EXERCISE —
Rewrite all of the data below, replacing each "rough mask" with "coarse mask" and keeping everything else the same.

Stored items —
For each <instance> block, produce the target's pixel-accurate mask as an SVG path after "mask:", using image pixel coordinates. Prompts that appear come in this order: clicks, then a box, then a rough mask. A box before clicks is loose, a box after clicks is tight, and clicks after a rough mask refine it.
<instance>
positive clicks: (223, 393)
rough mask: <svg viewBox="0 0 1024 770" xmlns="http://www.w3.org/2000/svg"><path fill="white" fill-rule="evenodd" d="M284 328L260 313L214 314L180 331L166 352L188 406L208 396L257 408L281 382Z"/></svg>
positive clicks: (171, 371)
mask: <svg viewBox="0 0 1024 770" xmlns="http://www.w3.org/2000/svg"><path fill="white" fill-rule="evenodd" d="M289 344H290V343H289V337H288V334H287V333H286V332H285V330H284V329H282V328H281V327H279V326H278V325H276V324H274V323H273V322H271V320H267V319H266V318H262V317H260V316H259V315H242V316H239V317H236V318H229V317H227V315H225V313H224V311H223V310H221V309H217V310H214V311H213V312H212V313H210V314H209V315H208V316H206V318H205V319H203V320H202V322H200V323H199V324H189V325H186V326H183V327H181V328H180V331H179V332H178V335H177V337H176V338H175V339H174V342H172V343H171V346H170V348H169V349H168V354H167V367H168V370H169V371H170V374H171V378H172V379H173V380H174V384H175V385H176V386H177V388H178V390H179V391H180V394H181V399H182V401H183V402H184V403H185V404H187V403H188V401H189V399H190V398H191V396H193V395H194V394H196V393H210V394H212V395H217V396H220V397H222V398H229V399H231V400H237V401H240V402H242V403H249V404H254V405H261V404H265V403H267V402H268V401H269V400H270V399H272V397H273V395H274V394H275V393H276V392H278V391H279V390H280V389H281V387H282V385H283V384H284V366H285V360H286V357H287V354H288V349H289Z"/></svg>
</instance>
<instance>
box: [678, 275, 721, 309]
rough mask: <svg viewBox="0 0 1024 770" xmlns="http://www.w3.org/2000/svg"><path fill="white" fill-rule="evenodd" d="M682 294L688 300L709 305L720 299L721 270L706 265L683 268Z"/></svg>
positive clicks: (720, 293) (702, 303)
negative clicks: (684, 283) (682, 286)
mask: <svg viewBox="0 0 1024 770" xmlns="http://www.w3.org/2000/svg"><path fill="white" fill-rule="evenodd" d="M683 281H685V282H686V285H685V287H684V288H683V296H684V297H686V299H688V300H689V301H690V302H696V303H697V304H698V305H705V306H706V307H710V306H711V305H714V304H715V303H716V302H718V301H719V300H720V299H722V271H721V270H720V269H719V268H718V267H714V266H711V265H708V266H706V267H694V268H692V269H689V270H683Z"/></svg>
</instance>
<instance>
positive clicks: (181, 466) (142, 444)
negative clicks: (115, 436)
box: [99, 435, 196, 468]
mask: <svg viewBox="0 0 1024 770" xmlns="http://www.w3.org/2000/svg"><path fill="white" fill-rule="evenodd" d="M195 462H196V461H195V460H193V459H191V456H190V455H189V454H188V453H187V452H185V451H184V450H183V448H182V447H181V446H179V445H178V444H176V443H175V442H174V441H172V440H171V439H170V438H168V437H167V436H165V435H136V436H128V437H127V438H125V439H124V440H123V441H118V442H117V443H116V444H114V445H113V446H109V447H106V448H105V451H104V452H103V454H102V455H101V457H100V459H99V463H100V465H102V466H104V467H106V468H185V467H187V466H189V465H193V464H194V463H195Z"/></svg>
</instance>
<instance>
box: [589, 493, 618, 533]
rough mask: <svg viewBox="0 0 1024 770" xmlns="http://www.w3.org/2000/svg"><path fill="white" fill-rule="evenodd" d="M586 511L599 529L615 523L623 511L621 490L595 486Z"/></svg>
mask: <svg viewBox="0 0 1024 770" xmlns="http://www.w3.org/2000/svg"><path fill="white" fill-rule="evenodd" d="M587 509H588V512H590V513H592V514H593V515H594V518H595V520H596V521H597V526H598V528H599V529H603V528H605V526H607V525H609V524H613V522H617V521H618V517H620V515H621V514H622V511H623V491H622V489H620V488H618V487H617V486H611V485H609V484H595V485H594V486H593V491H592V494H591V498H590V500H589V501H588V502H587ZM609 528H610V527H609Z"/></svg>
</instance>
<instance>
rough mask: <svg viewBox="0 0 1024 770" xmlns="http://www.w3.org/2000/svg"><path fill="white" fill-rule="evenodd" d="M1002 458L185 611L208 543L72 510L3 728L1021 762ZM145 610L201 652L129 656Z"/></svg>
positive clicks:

RESULT FOR THIS TASK —
For each <instance> block, produce the target's pixel-accurate mask as an SVG path after "mask:", using image pixel coordinates. Prompts that appear come in this order: clicks, then a box, then a coarse mask. A box before clicks is loose, a box after clicks is tight, and clicks after a coarse mask refine it.
<instance>
positive clicks: (223, 393)
coarse mask: <svg viewBox="0 0 1024 770" xmlns="http://www.w3.org/2000/svg"><path fill="white" fill-rule="evenodd" d="M284 328L260 313L214 314L180 331L166 352L188 406L208 396L257 408L281 382Z"/></svg>
positive clicks: (171, 371)
mask: <svg viewBox="0 0 1024 770" xmlns="http://www.w3.org/2000/svg"><path fill="white" fill-rule="evenodd" d="M289 344H290V343H289V337H288V334H287V333H286V332H285V330H284V329H282V328H281V327H279V326H278V325H276V324H274V323H273V322H271V320H267V319H266V318H262V317H260V316H259V315H242V316H239V317H236V318H229V317H227V315H225V313H224V311H223V310H221V309H217V310H214V311H213V312H212V313H210V314H209V315H208V316H206V318H205V319H203V320H202V322H200V323H199V324H189V325H186V326H183V327H181V328H180V331H179V332H178V335H177V337H176V338H175V339H174V342H172V343H171V346H170V348H169V349H168V354H167V367H168V370H169V371H170V374H171V378H172V379H173V380H174V384H175V385H176V386H177V388H178V390H179V391H180V394H181V399H182V401H183V402H184V403H185V404H187V403H188V401H189V399H190V398H191V396H193V395H194V394H196V393H210V394H212V395H217V396H220V397H222V398H229V399H231V400H237V401H240V402H242V403H249V404H254V405H261V404H265V403H267V402H268V401H269V400H270V399H272V397H273V395H274V394H275V393H276V392H278V391H279V390H280V389H281V387H282V385H283V384H284V366H285V360H286V357H287V354H288V349H289Z"/></svg>
</instance>
<instance>
box: [678, 275, 721, 309]
coarse mask: <svg viewBox="0 0 1024 770" xmlns="http://www.w3.org/2000/svg"><path fill="white" fill-rule="evenodd" d="M682 294L688 300L709 305L720 299L721 270L706 265L683 268Z"/></svg>
positive clicks: (720, 293) (702, 303)
negative clicks: (684, 283) (682, 286)
mask: <svg viewBox="0 0 1024 770" xmlns="http://www.w3.org/2000/svg"><path fill="white" fill-rule="evenodd" d="M683 281H685V282H686V285H685V287H684V288H683V296H684V297H686V299H688V300H689V301H690V302H696V303H697V304H698V305H705V306H706V307H710V306H711V305H714V304H715V303H716V302H718V301H719V300H720V299H722V271H721V270H720V269H719V268H718V267H714V266H711V265H708V266H706V267H694V268H692V269H689V270H683Z"/></svg>
</instance>
<instance>
positive clicks: (181, 466) (142, 444)
negative clicks: (115, 436)
box: [99, 435, 196, 468]
mask: <svg viewBox="0 0 1024 770" xmlns="http://www.w3.org/2000/svg"><path fill="white" fill-rule="evenodd" d="M195 462H196V461H195V460H193V459H191V456H190V455H189V454H188V453H187V452H185V451H184V450H183V448H182V447H181V446H179V445H178V444H176V443H175V442H174V441H172V440H171V439H170V438H168V437H167V436H165V435H136V436H128V437H127V438H125V439H124V440H123V441H118V442H117V443H116V444H114V445H113V446H109V447H106V448H105V451H104V452H103V454H102V455H101V457H100V459H99V463H100V465H102V466H104V467H106V468H185V467H187V466H189V465H193V464H194V463H195Z"/></svg>
</instance>
<instance>
box: [589, 493, 618, 533]
coarse mask: <svg viewBox="0 0 1024 770" xmlns="http://www.w3.org/2000/svg"><path fill="white" fill-rule="evenodd" d="M586 511L599 529L615 523L623 511L621 490L595 486Z"/></svg>
mask: <svg viewBox="0 0 1024 770" xmlns="http://www.w3.org/2000/svg"><path fill="white" fill-rule="evenodd" d="M587 509H588V512H590V513H592V514H593V515H594V518H595V520H596V521H597V526H598V528H599V529H603V528H605V526H607V525H609V524H613V522H617V521H618V517H620V515H621V514H622V511H623V491H622V489H620V488H618V487H617V486H611V485H609V484H595V485H594V486H593V491H592V494H591V498H590V500H589V501H588V502H587ZM609 528H610V527H609Z"/></svg>
</instance>
<instance>
coarse mask: <svg viewBox="0 0 1024 770" xmlns="http://www.w3.org/2000/svg"><path fill="white" fill-rule="evenodd" d="M1002 458L185 611L208 543L72 510L3 728L1021 762ZM145 610L201 652L129 656Z"/></svg>
positive clicks:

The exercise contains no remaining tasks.